◆ Objectives:
**a.** Decide whether each statement below agrees with the family law excerpt: (i) the parties agreed to share the cost of the children's air-fares; (ii) both parties agreed to the father's request for dinner contact one night in the intervening week; (iii) her Honour accepted the father's case that keeping up the required level of contact would be financially impossible. For each, answer yes or no and quote the deciding words.
**b.** Write the next part of the family law excerpt, starting after its final sentence.

◆ Provided text:
[Start]
22.  There was some uncertainty as to whether her partner, [“F”], will join her there.  I accept his evidence that he intends to join her once he has attended to practicalities in Melbourne, such as selling or letting his house.  I had the impression that [the mother’s] priority is to go to Darwin, even if [F] ultimately remains in Geelong.

23.  The parties seemed to agree that two visits to Melbourne each year will be feasible.  It was common ground that they will share the cost of the children’s air-fares.  [The mother] is happy for [the father] to have contact in between in Darwin.

24.  [The father] is concerned that the children will be adversely affected if they move to Darwin, away from regular and accessible contact with him.  He proposes they continue to reside with their mother, close to him in the Geelong area, and that his alternate weekend contact shall also continue.  Both parties agree that if that is the outcome, contact will be extended until Monday before school so that the parties need not see each other at change-overs.  [The father] wants contact for dinner one night in the intervening week, but that is in issue.  He also wants a restraining order presently forbidding him to go within two kilometres of the wife’s home relaxed to 200 metres, to enable him to visit the children’s school”.

  1. Her Honour then assessed the advantages and disadvantages of the competing proposals in the context of the factors set out in s 68F(2) of the Family Law Act1975 (“the Act”).

  2. As to the children’s wishes (s 68F(2)(a)), her Honour noted that while S expressed a desire to move to Darwin in her first interview with the family report writer, in the second interview she expressed her wish to live with whichever parent allows her to remain at her present school, with a preference for her mother, provided she remains in the Geelong area.  Her Honour found that S’s view must be considered in light of her age and level of maturity, and the family report writer’s observation that school for S is a neutral, conflict-free environment.

10.  With regard to the likely effect of any changes in the child’s circumstances (s 68F(2)(c)), her Honour regarded this as being “at the heart of the case”.  Her Honour accepted that moving to Darwin would affect the children’s relationship with their father but found that provided there were substantial blocks of contact in Geelong, and possibly in Darwin as well, “a close relationship, though different, can still be maintained”.

11.  Her Honour noted that in making a determination, she was required to:

“36.… [W]eigh up the likely effects on the children of a change in the contact arrangements, with the likely effects on their primary carer, and on them, if [the mother] is forced to remain in the Geelong area”.

12.  With regard to the practical difficulty and expense of contact (s 68F(2)(d)), her Honour did not accept the father’s case that it would be financially impossible to maintain the level of contact required for an effective parenting relationship. 

13.  Her Honour addressed a number of issues in considering the capacity of each parent to provide for the needs of the children (s 68F(2)(e)).  First, her Honour noted that the father did not proceed with his residence application.  Her Honour said, “it is implicit that he accepts [the mother] has the capacity to provide properly for the children’s needs”.
[End]
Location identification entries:
[Start]
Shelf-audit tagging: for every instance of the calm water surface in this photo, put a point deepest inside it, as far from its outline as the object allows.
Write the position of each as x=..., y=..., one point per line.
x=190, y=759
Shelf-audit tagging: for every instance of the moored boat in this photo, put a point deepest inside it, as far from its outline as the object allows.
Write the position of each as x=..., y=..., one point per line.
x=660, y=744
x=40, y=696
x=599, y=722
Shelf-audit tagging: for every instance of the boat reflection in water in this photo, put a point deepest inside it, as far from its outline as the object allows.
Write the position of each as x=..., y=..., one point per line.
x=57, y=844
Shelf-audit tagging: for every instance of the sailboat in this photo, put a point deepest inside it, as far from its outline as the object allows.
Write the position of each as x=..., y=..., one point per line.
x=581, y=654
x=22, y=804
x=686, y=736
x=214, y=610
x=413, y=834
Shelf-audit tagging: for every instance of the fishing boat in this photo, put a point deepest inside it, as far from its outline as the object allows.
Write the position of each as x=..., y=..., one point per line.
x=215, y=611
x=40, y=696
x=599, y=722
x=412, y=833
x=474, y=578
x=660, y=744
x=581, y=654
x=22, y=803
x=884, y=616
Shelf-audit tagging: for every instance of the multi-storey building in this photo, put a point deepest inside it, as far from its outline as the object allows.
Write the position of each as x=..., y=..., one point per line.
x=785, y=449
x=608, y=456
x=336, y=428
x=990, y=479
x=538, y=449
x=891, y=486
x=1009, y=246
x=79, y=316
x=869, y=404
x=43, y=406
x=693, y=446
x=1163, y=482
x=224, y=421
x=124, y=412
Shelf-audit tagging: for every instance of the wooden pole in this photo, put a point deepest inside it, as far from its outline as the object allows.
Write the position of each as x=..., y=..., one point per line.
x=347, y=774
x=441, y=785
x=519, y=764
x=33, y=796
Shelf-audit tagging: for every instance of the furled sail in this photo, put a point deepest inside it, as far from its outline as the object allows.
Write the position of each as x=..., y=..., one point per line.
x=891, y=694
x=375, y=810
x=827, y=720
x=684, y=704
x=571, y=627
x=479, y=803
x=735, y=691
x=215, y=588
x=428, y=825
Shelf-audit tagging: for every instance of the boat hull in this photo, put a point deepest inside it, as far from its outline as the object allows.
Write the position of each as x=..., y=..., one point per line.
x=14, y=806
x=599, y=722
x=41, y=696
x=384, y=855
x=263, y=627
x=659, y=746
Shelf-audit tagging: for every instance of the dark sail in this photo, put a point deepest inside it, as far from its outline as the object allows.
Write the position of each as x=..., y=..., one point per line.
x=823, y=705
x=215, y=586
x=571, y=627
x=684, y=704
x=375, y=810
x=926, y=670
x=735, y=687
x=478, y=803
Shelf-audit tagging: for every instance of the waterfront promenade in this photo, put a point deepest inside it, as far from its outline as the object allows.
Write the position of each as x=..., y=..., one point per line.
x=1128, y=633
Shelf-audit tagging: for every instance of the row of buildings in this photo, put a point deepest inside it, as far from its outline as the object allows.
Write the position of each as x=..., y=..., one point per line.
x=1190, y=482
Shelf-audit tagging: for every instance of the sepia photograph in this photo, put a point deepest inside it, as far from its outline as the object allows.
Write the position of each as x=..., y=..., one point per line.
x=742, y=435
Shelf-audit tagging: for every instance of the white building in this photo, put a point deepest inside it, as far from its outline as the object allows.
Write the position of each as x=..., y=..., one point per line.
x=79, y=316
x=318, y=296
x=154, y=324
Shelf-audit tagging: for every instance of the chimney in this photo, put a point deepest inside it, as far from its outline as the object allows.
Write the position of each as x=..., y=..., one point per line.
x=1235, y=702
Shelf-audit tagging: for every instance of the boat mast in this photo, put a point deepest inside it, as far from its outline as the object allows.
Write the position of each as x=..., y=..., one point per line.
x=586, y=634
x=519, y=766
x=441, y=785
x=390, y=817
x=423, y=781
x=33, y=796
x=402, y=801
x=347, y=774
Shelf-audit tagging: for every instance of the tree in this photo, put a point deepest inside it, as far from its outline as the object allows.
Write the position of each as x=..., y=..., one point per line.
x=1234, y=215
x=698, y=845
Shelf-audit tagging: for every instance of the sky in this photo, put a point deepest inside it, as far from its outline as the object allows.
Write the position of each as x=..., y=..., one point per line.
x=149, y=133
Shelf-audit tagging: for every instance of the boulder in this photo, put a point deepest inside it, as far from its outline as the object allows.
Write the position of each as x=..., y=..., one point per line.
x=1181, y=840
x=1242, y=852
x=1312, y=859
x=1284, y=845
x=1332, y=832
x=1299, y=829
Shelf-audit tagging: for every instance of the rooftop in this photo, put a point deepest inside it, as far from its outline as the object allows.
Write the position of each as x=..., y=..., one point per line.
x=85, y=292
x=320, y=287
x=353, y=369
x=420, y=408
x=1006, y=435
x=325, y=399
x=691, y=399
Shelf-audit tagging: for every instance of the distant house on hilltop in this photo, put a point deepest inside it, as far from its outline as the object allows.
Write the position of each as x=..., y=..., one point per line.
[End]
◆ Task results:
**a.**
(i) Yes: "It was common ground that they will share the cost of the children’s air-fares."
(ii) No: "[The father] wants contact for dinner one night in the intervening week, but that is in issue."
(iii) No: "her Honour did not accept the father’s case that it would be financially impossible to maintain the level of contact required for an effective parenting relationship."

**b.**
14.  As to the father’s post-traumatic stress disorder, her Honour observed that “when pressed, he had to concede that it must have been very difficult for the wife living with that trauma”.  

15.  With regards to the mother’s case that she suffers an anxiety disorder as a result of her experiences during the course of the marriage, her Honour accepted the evidence of her treating doctor, Dr H, that her anxiety is genuine.  Her Honour also accepted the doctor’s evidence that her anxiety “is unlikely to be caused by her abuse as a child, but by her experiences during the marriage”.

16.  Her Honour accepted the mother’s case that she is well supported and less anxious when surrounded by her mother and sister in Darwin.

17.  Her Honour found that the mother’s belief that longer periods of contact less often would be less unsettling for the children was reasonable given the counsellor’s acknowledgment that the children are caught in their parent’s conflict.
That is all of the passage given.